#### [WORK TO BE COMPLETED]
Copy the material below line for line, without altering any character.
+ + + + +
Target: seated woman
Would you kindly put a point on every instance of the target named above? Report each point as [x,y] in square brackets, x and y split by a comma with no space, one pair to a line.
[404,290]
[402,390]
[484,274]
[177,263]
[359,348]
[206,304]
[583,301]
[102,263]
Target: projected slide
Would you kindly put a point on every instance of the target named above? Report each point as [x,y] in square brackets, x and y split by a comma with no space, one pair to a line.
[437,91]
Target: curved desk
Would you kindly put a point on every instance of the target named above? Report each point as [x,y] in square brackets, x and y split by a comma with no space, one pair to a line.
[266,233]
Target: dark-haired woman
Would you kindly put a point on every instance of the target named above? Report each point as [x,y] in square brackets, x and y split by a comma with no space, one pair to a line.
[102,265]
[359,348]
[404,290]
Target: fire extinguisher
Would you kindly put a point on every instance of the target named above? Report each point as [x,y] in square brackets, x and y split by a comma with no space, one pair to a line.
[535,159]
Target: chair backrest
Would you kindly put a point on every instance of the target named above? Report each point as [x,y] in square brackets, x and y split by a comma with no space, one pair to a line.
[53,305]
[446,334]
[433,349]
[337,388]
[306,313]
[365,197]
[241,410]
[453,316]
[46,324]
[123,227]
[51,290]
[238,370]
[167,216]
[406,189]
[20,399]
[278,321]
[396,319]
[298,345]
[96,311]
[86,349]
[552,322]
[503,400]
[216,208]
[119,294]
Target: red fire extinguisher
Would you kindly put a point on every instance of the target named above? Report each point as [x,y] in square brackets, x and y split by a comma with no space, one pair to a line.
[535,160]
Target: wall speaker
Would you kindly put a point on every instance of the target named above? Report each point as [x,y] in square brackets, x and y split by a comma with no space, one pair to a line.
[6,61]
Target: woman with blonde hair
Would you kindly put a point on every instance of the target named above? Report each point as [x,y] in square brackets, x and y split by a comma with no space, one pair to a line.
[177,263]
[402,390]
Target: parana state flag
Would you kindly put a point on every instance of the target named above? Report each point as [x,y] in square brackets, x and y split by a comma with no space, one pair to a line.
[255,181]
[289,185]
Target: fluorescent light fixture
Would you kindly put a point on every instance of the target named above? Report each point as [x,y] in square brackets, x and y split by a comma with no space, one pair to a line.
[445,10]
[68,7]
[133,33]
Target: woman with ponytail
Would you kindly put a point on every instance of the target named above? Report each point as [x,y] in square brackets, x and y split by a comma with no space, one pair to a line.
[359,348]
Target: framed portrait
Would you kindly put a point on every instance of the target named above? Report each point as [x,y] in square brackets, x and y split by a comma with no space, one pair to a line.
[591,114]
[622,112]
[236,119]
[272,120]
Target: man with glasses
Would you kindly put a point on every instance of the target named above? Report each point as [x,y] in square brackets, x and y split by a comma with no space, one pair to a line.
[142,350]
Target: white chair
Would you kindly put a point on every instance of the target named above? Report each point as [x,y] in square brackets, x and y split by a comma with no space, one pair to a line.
+ + + + +
#### [EXERCISE ANSWER]
Target: seated woman
Would you kindly put a point on every instance of the target named above? Report each point as [x,y] in square brackets, x and y split by a comma with no space, one pair to a line.
[404,290]
[402,390]
[484,274]
[177,263]
[359,348]
[206,304]
[583,301]
[102,263]
Target: projected slide
Would you kindly put a point on every instance of the target named above? Report each point as [x,y] in square brackets, x and y split by a comma with no space, one pair to a line.
[437,91]
Target: curved desk
Would you kindly put a point on every instance of the target named above? Report each point as [x,y] in square brackets, x and y split by a comma with no space, one pair to a line.
[266,233]
Target: dark-haired woman
Would you kindly put a point on every instance of the target named above? Report each point as [x,y] in square brackets, x and y split by a comma with no space, one pair to a line.
[102,265]
[359,348]
[404,290]
Target: fire extinguisher
Would you kindly put a point on every instance of the target named above? Report each point as [x,y] in square brackets, x and y split by a comma with no space, one pair to a line.
[535,159]
Target: chair backrest
Would you kindly put a point on every instance of the target named above? Report each point as [x,y] in square brackets, x and y split by a comma with no space, one pair to a line.
[53,305]
[446,334]
[433,349]
[337,388]
[306,313]
[365,197]
[241,410]
[453,316]
[46,324]
[123,227]
[51,290]
[238,370]
[167,216]
[406,189]
[20,399]
[278,321]
[396,319]
[298,345]
[96,311]
[86,349]
[552,322]
[503,400]
[216,208]
[119,294]
Target: red fire extinguisher
Would you kindly put a point on every instance of the target named above? Report each point as [x,y] in square brackets, x and y split by a comma with no space, one pair to a line.
[535,160]
Target: wall speaker
Would you kindly put a point on every instance of the target named above? Report each point as [x,y] in square brackets, x and y split by a comma with no space, one pair to a line.
[6,61]
Target: woman with blonde hair
Would you kindly put a point on every instance of the target named above? Report each point as [x,y] in square brackets, x and y split by a comma with no space, one pair to a line.
[177,263]
[402,390]
Target: parana state flag
Would you kindly put a point on every instance of the target named above? Report each point as [x,y] in square brackets, x and y split by a comma with no space, one pair to a line.
[255,181]
[289,185]
Target: fluorescent light fixture
Would you kindly put a point on every instance of the target named above? Report each point as [x,y] in square brackets, x and y split by a comma with no space, one pair to a line.
[445,10]
[68,7]
[133,33]
Target: woman with ponytail
Would you kindly put a point on every instance of the target named above? Report each point as [x,y] in square brackets, x and y split by a comma with no space, one pair to a line.
[359,348]
Target: framed portrait
Would you kindly put a point on every instance of the target named above? Report each point as [x,y] in square brackets, x and y split by a comma with no space, one pair to a line.
[591,114]
[622,112]
[236,119]
[272,120]
Target: man with glasses
Would you kindly put a point on every instance of the target named above? Report each point as [x,y] in square brackets, x and y split by a comma with no space, one pair to a line.
[142,350]
Target: white chair
Would you kindly put a point on every instance of the target named above? Report each point as [x,y] in square brackets, x and y split by a comma with no space, one pair to a line.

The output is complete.